— PROVIDED DATA —
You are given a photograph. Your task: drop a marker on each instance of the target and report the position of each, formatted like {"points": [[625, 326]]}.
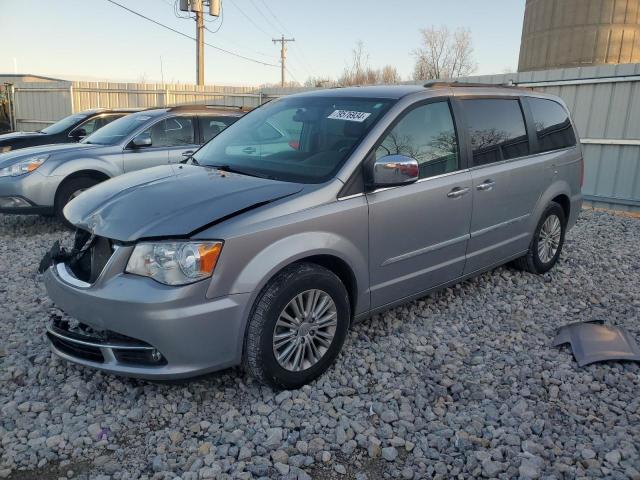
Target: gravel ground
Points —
{"points": [[461, 384]]}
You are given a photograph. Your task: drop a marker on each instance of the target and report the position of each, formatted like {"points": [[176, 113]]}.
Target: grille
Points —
{"points": [[76, 349], [90, 264]]}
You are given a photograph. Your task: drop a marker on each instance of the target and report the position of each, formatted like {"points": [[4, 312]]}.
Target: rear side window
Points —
{"points": [[426, 134], [497, 129], [553, 127], [172, 132]]}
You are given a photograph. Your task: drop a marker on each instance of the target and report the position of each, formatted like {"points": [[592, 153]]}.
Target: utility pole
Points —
{"points": [[197, 7], [199, 44], [283, 55]]}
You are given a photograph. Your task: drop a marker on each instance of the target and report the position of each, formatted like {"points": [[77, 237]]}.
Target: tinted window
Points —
{"points": [[497, 130], [63, 124], [297, 139], [210, 127], [553, 126], [119, 129], [172, 132], [427, 134]]}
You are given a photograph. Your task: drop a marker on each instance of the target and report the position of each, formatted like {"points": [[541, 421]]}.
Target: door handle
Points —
{"points": [[457, 192], [486, 185]]}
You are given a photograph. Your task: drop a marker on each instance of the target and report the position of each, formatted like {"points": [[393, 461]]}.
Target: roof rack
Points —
{"points": [[178, 108], [443, 84]]}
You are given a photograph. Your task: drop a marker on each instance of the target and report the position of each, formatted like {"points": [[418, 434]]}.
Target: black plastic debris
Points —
{"points": [[595, 342]]}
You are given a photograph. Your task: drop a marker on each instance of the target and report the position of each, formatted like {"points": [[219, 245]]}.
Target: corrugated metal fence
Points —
{"points": [[38, 104], [604, 101]]}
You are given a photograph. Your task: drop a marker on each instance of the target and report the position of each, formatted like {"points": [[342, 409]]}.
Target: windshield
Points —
{"points": [[117, 130], [62, 125], [295, 139]]}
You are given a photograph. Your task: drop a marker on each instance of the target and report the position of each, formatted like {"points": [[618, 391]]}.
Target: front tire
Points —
{"points": [[547, 242], [297, 326], [69, 190]]}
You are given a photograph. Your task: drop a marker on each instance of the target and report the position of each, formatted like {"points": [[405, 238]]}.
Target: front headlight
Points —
{"points": [[175, 263], [25, 166]]}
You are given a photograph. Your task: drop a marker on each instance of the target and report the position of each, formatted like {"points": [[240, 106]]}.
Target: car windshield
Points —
{"points": [[62, 125], [115, 131], [294, 139]]}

— TASK BRIEF —
Output all the entries exactly, minus any pictures.

— YOUR RESPONSE —
You are given a photograph. Your task: drop a marker on each instance of the target and report the position of each, formatted like {"points": [[625, 326]]}.
Target: gravel ground
Points —
{"points": [[461, 384]]}
You are given a photograph. Your task: drop a marker on each instance of the target and report the position of each, formatted like {"points": [[176, 113]]}.
Target: grille
Points —
{"points": [[76, 349], [90, 264]]}
You are given a photograph. Your task: drop a marker on each instance of the target and report the position of each, formatted like {"points": [[4, 312]]}.
Target: rear side window
Points —
{"points": [[426, 134], [497, 129], [553, 127], [172, 132]]}
You are given a photograph. Your task: drop a marker on each instance of the target and report the position of each, formatted like {"points": [[592, 153]]}.
Target: utility pole
Points —
{"points": [[197, 7], [199, 44], [283, 55]]}
You are given a photograph. Your task: drop a marker on each instance of the target and report the position of each, formatted like {"points": [[77, 237]]}.
Target: tinted window
Points —
{"points": [[497, 130], [63, 124], [297, 139], [210, 127], [553, 126], [119, 129], [172, 132], [427, 134]]}
You are given a photograph. Your task: drop a marker on each instance of the target and report the position of each, formatted like {"points": [[541, 421]]}.
Target: door handle
Points —
{"points": [[457, 192], [486, 185]]}
You are given a photograph. Your task: drop a marker on each instance of the target and report the position of each, formatted like {"points": [[393, 461]]}.
Target: roof rack
Points —
{"points": [[178, 108], [443, 84]]}
You are given a photograph. Your task: drop a marker on each instance of the target and report the position of each, formatted like {"points": [[418, 434]]}.
Target: black plastic debris
Points —
{"points": [[595, 342]]}
You are given a photograph. Your task: drop a marker on each instance of the target and report the position of each, formatted like {"points": [[219, 245]]}.
Target: corrugated metal fence
Points —
{"points": [[38, 104], [604, 101]]}
You are given a photograph. Your task: drop a marker on each instance of the target and report the position of each, formatted like {"points": [[342, 409]]}.
Target: windshield
Points —
{"points": [[117, 130], [62, 125], [295, 139]]}
You are given a photograph. Your task: drop a marker on each instance of the target and report the position of each, formatted like {"points": [[618, 391]]}.
Target: front tire
Points —
{"points": [[547, 242], [297, 326], [69, 190]]}
You are given a photograph. Your task: drop a marker on each instance of the target and report the position of each, formatted like {"points": [[405, 238]]}.
Target: front headlight
Points —
{"points": [[175, 263], [25, 166]]}
You are given a photograph. Your task: drop a marker on each instance of the target and report the position of each, formatted like {"points": [[240, 106]]}.
Target: car windshield
Points —
{"points": [[62, 125], [115, 131], [294, 139]]}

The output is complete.